▶ **What you will do**
Please print, word for word, the lines of the records below, starting at the line that contains "Question. For each instance of the red" and ending at the final line of the records, with both of those lines included.

=====

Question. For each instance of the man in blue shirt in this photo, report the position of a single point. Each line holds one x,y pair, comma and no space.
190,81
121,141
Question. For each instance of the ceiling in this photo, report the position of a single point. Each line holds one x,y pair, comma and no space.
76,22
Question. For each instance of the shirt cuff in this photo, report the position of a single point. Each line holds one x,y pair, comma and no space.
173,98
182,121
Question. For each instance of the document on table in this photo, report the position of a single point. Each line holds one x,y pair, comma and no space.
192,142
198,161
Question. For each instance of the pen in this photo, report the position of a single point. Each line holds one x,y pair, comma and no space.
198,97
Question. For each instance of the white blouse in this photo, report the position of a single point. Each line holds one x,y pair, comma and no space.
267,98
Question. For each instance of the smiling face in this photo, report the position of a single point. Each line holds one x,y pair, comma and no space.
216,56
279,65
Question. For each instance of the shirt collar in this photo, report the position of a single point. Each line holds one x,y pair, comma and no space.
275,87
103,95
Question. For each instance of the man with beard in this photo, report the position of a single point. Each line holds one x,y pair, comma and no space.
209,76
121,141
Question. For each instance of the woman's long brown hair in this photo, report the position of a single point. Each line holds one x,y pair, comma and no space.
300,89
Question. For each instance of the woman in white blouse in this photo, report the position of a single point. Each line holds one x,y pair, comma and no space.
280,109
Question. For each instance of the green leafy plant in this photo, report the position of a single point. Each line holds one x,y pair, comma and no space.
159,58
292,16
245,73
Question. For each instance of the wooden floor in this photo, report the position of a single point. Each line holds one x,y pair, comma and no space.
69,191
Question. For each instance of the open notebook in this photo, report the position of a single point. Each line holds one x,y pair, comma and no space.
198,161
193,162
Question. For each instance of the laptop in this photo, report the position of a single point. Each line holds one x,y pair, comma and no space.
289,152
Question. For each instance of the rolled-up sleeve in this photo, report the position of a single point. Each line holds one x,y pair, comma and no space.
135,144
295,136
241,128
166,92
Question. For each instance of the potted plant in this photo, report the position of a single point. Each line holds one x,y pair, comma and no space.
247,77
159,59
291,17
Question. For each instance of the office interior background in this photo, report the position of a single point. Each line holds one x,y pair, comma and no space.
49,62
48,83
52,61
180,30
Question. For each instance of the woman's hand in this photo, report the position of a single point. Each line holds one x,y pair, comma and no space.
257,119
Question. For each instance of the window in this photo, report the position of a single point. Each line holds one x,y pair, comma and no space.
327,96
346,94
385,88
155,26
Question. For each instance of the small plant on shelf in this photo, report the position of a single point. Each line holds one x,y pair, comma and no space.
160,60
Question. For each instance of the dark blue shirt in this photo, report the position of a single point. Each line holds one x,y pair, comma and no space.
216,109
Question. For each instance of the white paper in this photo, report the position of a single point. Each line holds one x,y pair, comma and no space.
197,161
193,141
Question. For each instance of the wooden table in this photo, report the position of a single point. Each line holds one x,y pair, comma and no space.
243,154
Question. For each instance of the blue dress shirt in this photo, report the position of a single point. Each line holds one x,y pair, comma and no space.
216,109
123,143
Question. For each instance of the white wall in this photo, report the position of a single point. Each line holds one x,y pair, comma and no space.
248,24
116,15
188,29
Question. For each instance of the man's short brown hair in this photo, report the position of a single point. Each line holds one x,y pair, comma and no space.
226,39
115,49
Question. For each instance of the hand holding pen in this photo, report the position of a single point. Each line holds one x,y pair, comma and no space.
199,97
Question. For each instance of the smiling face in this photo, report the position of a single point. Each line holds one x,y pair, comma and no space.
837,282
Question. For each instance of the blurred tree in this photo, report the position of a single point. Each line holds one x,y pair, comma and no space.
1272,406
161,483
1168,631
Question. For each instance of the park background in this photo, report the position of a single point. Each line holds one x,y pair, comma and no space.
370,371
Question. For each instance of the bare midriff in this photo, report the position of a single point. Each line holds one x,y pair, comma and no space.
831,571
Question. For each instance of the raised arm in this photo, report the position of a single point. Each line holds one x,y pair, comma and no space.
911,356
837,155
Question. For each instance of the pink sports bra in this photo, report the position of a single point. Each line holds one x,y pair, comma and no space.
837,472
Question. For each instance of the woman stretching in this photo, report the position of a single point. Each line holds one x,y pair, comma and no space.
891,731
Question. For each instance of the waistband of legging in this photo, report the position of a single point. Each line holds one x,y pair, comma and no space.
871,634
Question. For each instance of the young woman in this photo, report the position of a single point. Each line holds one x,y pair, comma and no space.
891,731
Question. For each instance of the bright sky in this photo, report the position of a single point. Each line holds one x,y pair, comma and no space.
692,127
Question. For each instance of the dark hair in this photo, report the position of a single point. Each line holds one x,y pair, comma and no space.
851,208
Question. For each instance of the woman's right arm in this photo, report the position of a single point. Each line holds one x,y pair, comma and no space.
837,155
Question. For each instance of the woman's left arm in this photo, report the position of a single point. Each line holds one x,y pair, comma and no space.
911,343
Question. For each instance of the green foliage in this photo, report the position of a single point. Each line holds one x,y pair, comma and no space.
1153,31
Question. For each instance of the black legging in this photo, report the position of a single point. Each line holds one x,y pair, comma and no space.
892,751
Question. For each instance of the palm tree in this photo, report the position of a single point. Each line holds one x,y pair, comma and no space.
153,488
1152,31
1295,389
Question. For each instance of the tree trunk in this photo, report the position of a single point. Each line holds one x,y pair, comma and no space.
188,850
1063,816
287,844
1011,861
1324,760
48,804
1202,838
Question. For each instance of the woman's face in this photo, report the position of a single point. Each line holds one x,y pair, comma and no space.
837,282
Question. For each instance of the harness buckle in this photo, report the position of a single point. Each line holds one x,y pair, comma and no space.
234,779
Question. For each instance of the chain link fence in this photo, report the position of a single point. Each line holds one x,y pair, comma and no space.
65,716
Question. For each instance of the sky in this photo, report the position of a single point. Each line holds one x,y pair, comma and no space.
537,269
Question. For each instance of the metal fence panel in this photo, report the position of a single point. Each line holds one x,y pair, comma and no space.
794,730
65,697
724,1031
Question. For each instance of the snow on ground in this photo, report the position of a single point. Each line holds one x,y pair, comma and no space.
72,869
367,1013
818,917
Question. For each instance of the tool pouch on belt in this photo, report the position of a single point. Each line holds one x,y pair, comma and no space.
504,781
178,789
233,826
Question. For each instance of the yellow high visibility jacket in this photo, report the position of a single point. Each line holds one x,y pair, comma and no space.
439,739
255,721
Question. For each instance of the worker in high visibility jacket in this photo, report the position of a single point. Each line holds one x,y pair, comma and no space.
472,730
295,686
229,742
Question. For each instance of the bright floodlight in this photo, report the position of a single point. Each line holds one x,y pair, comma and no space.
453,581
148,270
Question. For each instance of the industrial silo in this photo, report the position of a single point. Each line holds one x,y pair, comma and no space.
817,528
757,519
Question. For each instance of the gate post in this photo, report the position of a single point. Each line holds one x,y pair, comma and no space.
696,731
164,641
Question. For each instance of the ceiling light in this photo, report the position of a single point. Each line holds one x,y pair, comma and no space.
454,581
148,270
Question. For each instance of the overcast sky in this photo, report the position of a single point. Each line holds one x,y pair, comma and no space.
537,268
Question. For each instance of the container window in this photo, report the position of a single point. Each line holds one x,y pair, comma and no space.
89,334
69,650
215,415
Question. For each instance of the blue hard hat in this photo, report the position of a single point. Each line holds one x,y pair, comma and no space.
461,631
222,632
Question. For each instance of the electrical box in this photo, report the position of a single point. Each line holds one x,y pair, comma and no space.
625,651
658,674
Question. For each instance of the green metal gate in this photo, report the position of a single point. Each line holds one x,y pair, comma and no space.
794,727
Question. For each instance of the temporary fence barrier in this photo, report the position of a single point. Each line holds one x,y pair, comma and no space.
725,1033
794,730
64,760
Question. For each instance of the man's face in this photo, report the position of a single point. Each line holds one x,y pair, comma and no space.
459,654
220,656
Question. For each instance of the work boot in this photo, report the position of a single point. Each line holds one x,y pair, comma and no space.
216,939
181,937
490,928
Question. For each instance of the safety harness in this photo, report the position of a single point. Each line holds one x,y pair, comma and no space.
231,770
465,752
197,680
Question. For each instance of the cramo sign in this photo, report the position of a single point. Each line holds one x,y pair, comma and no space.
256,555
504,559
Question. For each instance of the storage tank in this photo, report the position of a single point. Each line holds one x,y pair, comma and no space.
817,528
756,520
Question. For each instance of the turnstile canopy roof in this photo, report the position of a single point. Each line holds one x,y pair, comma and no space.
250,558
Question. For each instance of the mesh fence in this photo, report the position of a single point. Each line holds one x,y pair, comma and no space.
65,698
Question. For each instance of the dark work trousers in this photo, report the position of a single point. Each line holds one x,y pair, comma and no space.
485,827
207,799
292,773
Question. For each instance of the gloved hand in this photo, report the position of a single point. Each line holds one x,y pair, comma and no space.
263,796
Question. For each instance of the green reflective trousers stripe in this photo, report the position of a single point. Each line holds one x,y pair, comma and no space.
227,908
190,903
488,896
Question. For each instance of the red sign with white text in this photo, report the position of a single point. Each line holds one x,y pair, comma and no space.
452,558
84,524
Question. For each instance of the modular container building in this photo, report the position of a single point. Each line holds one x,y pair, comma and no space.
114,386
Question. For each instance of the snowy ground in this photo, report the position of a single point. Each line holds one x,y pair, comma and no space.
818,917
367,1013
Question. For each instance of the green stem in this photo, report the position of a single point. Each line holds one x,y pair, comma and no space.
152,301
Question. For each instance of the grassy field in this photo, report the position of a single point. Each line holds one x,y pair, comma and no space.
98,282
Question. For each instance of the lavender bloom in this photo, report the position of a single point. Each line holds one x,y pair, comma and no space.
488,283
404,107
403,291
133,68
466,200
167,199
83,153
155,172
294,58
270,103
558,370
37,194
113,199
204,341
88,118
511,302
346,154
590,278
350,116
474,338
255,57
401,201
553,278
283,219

=====

▶ **Solved problem**
Question. For each instance of the red sign with white text in this photo, report the position of a single point. Each line holds one x,y pair, comma and no space.
452,558
84,524
Question. For each instance of the modular container building in this photo, report the position of a single point. Each line holds one x,y pair, comma and no space.
114,386
Question. For each instance of the snowy ground in this photo, report the position of a single point. Each line holds one x,y pair, comma and no space.
818,917
367,1013
Question. For each instance of the green stem in this photo, report the position of a single point. Each line holds one x,y pair, comma and no space.
152,301
Question. For each instance of the grassy field in this photo, report the position of a single point. Each line holds one x,y pair, comma and no space.
98,282
Question. For each instance of the lavender bloom in this photo, report the position of a single point. Each line holds one x,y pair, comma and no space.
488,283
404,107
403,291
133,68
466,200
167,199
83,153
155,172
294,58
270,103
558,370
37,194
113,199
204,341
88,118
511,302
346,154
590,278
350,116
474,338
255,57
401,201
553,278
283,219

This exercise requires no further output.